Registros del conjunto de datos de señalamiento
┄┄┄┄┄┄┄┄┄┄
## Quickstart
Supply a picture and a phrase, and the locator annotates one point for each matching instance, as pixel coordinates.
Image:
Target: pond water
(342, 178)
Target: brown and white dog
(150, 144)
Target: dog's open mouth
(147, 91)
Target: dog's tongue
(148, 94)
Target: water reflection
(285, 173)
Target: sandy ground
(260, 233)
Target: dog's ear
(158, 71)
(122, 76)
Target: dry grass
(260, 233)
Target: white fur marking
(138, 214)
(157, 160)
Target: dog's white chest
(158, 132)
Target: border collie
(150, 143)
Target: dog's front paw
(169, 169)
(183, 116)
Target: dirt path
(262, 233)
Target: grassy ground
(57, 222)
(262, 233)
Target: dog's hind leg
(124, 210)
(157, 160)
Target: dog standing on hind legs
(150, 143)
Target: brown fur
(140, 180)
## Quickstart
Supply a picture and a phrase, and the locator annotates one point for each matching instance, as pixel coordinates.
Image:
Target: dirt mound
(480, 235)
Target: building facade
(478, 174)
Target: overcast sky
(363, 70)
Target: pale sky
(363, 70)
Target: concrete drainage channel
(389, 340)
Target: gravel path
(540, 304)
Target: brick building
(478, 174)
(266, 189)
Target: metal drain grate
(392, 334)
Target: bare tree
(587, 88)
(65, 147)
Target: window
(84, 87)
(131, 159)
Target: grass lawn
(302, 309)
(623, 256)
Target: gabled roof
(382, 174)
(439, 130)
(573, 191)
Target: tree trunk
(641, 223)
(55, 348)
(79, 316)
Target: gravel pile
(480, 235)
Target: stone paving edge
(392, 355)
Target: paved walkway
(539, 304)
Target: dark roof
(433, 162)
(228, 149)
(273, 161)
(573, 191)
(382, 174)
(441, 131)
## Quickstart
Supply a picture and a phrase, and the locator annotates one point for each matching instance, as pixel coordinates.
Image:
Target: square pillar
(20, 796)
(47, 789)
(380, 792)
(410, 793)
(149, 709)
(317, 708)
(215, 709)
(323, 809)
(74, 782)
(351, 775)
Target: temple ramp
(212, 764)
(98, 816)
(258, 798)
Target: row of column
┄┄┄┄┄┄┄┄┄┄
> Tarea a realizar: Presenta todas las líneas del listado anterior como una lista numerada y omite las líneas en blanco.

> Tarea completada:
1. ## Quickstart
2. Supply a picture and a phrase, and the locator annotates one point for each matching instance, as pixel coordinates.
3. Image:
4. Target: pond water
5. (342, 178)
6. Target: brown and white dog
7. (150, 144)
8. Target: dog's open mouth
9. (147, 91)
10. Target: dog's tongue
11. (148, 94)
12. Target: water reflection
13. (285, 173)
14. Target: sandy ground
15. (260, 233)
16. Target: dog's ear
17. (158, 71)
18. (122, 76)
19. Target: dry grass
20. (260, 233)
21. Target: white fur marking
22. (138, 214)
23. (157, 160)
24. Target: dog's white chest
25. (158, 132)
26. Target: border collie
27. (150, 143)
28. Target: dog's front paw
29. (169, 169)
30. (183, 116)
31. Target: dirt path
32. (262, 233)
33. Target: grassy ground
34. (57, 222)
35. (262, 233)
36. Target: dog's hind leg
37. (124, 210)
38. (157, 160)
39. Target: dog standing on hind legs
40. (150, 143)
41. Target: brown fur
42. (140, 180)
43. ## Quickstart
44. Supply a picture and a phrase, and the locator annotates one point for each matching instance, as pixel coordinates.
45. Image:
46. Target: dirt mound
47. (480, 235)
48. Target: building facade
49. (478, 174)
50. Target: overcast sky
51. (363, 70)
52. Target: pale sky
53. (363, 70)
54. Target: concrete drainage channel
55. (389, 340)
56. Target: gravel path
57. (540, 304)
58. Target: brick building
59. (478, 174)
60. (266, 189)
61. Target: metal drain grate
62. (392, 334)
63. Target: bare tree
64. (587, 88)
65. (65, 147)
66. Target: window
67. (84, 87)
68. (131, 159)
69. Target: grass lawn
70. (302, 309)
71. (623, 256)
72. Target: gabled roof
73. (382, 174)
74. (439, 130)
75. (573, 191)
76. Target: tree trunk
77. (641, 223)
78. (55, 348)
79. (79, 316)
80. Target: gravel pile
81. (480, 235)
82. Target: stone paving edge
83. (392, 355)
84. Target: paved walkway
85. (539, 304)
86. Target: dark roof
87. (433, 162)
88. (228, 149)
89. (273, 161)
90. (573, 191)
91. (382, 174)
92. (441, 131)
93. ## Quickstart
94. Supply a picture and a phrase, and the locator annotates one point for each matching instance, as pixel coordinates.
95. Image:
96. Target: square pillar
97. (20, 796)
98. (47, 789)
99. (380, 792)
100. (410, 793)
101. (149, 709)
102. (317, 708)
103. (215, 709)
104. (323, 809)
105. (74, 782)
106. (351, 775)
107. Target: temple ramp
108. (212, 764)
109. (98, 816)
110. (258, 798)
111. Target: row of column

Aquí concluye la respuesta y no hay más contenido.